== Exercise instructions ==
**A)** Reproduce the passage on reading files from HDFS below, from "In this case, Pandas" to "storage_options=hdfs_config)".
**B)** Using the passage on reading files from HDFS below, decide whether each statement agrees with it, and answer yes or no, quoting the deciding words. (i) The hdfs_config dictionary sets the protocol to webhdfs. (ii) Apache Arrow is described as an on-disk, row-based storage format. (iii) PyArrow is a Python interface to Apache Arrow.
**C)** Write what comes next in the passage on reading files from HDFS below, continuing from its final sentence.

== Source passage ==
○ ○ ○ ○ ○ ○ ○

You can also pass the host and port parameters in the dictionary used by the storage_options parameter. The sample code for hdfs_config defines the host and port with the keyes host and port respectively.

hdfs_config = {
    "protocol": "webhdfs",
    "host": cred["hdfs_host"],
    "port": cred["hdfs_port"],
    "kerberos": "True"
}

In this case, Pandas uses the following syntax to read a file on BDS’ HDFS cluster:

df = pd.read_csv(f"webhdfs:///data/biketrips/201901-tripdata.csv",
                 storage_options=hdfs_config)

PyArrow#

PyArrow is a Python interface to Apache Arrow. Apache Arrow is an in-memory columnar analytical tool that is designed to process data at scale. PyArrow supports the fspec.filesystem() through the use of the filesystem parameter in many of its data operation methods.

○ ○ ○ ○ ○ ○ ○

== Given material ==

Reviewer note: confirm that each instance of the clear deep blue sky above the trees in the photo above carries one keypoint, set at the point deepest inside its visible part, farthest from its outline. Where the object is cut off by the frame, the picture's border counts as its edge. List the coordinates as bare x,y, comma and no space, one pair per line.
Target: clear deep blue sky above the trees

○ ○ ○ ○ ○ ○ ○

== Responses to the exercise ==
**A)**
In this case, Pandas uses the following syntax to read a file on BDS’ HDFS cluster:

df = pd.read_csv(f"webhdfs:///data/biketrips/201901-tripdata.csv",
                 storage_options=hdfs_config)

**B)**
(i) Yes: "protocol": "webhdfs"
(ii) No: "Apache Arrow is an in-memory columnar analytical tool that is designed to process data at scale."
(iii) Yes: "PyArrow is a Python interface to Apache Arrow."

**C)**
Connect#

Make a connection to BDS’ HDFS using fsspec:

import ads
import fsspec

from ads.secrets.big_data_service import BDSSecretKeeper
from ads.bds.auth import has_kerberos_ticket, krbcontext

ads.set_auth("resource_principal")
with BDSSecretKeeper.load_secret("<secret_id>") as cred:
    with krbcontext(principal = cred["principal"], keytab_path = cred['keytab_path']):
        hdfs_config = {
            "protocol": "webhdfs",
            "host": cred["hdfs_host"],
            "port": cred["hdfs_port"],
            "kerberos": "True"
        }

fs = fsspec.filesystem(**hdfs_config)

Filesystem#

The following sample code shows several different PyArrow methods for working with BDS’ HDFS using the filesystem parameter:

import pyarrow as pa
import pyarrow.parquet as pq
import pyarrow.dataset as ds

ds = ds.dataset("/path/on/BDS/HDFS/data.csv", format="csv", filesystem=fs)
pq.write_table(ds.to_table(), '/path/on/BDS/HDFS/data.parquet', filesystem=fs)

import pandas as pd
import numpy as np

idx = pd.date_range('2022-01-01 12:00:00.000', '2022-03-01 12:00:00.000', freq='T')

df = pd.DataFrame({
        'numeric_col': np.random.rand(len(idx)),
        'string_col': pd._testing.rands_array(8,len(idx))},
        index = idx
    )
df["dt"] = df.index
df["dt"] = df["dt"].dt.date

table = pa.Table.from_pandas(df)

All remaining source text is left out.